Please retype the data below, from the line with "of the halved" up to and including the line with "Target: halved citrus fruit".

** start Extracted entries **

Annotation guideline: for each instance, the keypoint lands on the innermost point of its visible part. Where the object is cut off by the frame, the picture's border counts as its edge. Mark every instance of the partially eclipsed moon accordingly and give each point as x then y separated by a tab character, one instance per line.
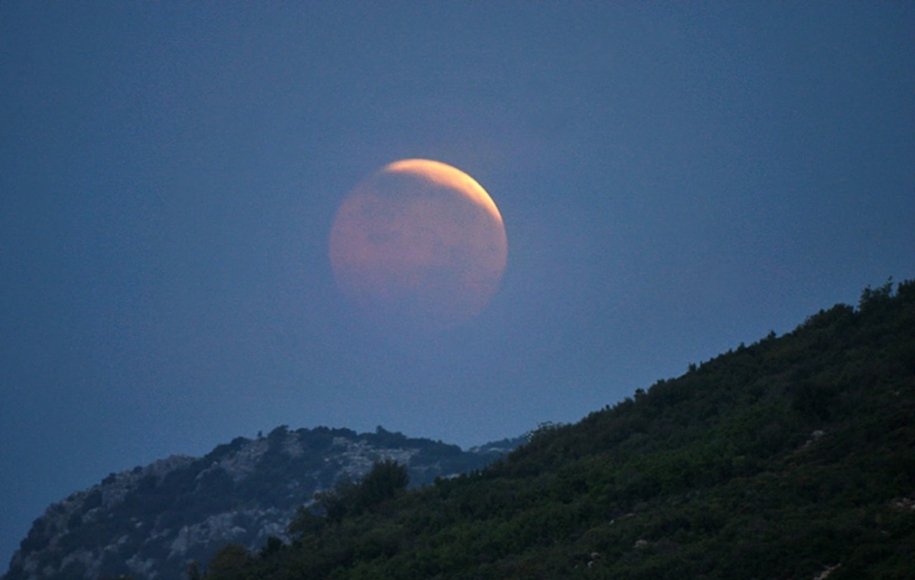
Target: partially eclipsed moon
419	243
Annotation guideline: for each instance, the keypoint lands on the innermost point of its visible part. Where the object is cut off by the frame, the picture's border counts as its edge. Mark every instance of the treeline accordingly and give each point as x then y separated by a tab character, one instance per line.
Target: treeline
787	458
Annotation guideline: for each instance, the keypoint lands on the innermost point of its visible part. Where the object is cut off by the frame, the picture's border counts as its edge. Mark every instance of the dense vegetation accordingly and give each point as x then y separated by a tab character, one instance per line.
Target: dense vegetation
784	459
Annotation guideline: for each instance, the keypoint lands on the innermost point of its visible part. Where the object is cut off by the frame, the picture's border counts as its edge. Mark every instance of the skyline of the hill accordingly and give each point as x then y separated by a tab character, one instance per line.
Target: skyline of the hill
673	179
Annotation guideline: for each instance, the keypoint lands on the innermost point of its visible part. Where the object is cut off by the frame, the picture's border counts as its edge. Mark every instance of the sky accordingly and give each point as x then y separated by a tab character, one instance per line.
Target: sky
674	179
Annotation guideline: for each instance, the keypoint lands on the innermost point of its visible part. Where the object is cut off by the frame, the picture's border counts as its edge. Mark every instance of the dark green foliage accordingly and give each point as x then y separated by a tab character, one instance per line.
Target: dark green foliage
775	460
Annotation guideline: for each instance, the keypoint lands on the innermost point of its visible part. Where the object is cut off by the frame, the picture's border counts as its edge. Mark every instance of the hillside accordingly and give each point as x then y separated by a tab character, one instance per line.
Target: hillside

** end Extracted entries **
** start Extracted entries **

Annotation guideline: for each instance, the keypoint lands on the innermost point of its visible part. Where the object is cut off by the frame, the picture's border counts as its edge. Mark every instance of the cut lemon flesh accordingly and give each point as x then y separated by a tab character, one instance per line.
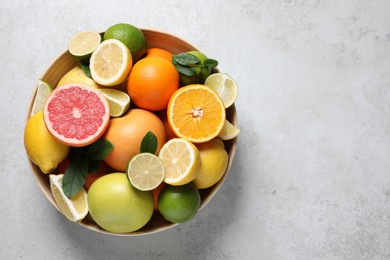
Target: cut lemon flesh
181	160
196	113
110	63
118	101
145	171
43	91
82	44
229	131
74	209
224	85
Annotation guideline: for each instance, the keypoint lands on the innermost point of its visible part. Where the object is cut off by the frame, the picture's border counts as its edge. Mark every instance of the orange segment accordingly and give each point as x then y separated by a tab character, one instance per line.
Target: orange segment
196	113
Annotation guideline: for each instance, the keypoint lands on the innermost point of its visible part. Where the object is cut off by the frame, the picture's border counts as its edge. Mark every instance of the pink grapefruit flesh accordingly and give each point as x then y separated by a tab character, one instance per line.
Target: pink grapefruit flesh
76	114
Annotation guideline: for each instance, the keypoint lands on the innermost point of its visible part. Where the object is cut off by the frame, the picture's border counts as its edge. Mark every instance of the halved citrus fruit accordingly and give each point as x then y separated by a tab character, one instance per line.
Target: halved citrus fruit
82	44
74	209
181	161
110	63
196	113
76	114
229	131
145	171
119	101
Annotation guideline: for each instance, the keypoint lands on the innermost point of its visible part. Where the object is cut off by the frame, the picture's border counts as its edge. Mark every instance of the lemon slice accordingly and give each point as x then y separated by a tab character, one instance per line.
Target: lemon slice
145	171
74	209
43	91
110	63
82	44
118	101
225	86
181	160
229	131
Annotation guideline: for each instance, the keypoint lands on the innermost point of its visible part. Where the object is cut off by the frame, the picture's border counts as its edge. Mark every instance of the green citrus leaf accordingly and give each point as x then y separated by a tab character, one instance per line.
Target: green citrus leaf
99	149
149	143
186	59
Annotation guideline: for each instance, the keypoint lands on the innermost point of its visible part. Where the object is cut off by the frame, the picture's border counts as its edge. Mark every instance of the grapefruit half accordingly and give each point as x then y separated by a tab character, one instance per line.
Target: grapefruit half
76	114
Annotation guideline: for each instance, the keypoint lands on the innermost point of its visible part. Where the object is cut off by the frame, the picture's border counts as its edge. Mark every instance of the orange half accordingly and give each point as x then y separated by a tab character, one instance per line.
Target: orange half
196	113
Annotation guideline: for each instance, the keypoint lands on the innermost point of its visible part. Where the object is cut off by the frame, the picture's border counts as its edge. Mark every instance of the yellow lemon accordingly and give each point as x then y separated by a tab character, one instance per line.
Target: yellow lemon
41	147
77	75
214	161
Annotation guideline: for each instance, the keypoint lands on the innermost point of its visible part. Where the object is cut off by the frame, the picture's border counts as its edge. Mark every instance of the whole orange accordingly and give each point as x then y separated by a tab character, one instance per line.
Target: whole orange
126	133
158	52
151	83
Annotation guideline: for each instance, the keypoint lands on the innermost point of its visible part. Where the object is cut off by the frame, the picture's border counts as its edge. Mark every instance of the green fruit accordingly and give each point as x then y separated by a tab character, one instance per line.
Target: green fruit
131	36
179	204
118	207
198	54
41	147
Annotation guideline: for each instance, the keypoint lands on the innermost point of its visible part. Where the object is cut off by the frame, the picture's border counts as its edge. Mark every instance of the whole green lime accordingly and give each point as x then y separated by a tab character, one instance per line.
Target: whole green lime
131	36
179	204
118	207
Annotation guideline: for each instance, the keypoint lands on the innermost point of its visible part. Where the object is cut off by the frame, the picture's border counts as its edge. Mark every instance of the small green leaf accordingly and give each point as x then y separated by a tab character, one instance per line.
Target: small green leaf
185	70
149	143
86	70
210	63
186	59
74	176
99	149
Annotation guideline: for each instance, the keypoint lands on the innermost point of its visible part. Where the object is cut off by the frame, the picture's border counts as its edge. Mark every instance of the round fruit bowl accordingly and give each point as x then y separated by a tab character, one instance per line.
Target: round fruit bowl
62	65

** end Extracted entries **

## Reply
Annotation guideline: for each instance, the keypoint lands on the innermost point of its visible part. Where the object is cut off by the frame, the picture's border counts as its edge. Mark every instance of the halved citrus fruit accordingly and give each point as x then y separated by a tab character, one instance per line.
Target: halved citrus fruit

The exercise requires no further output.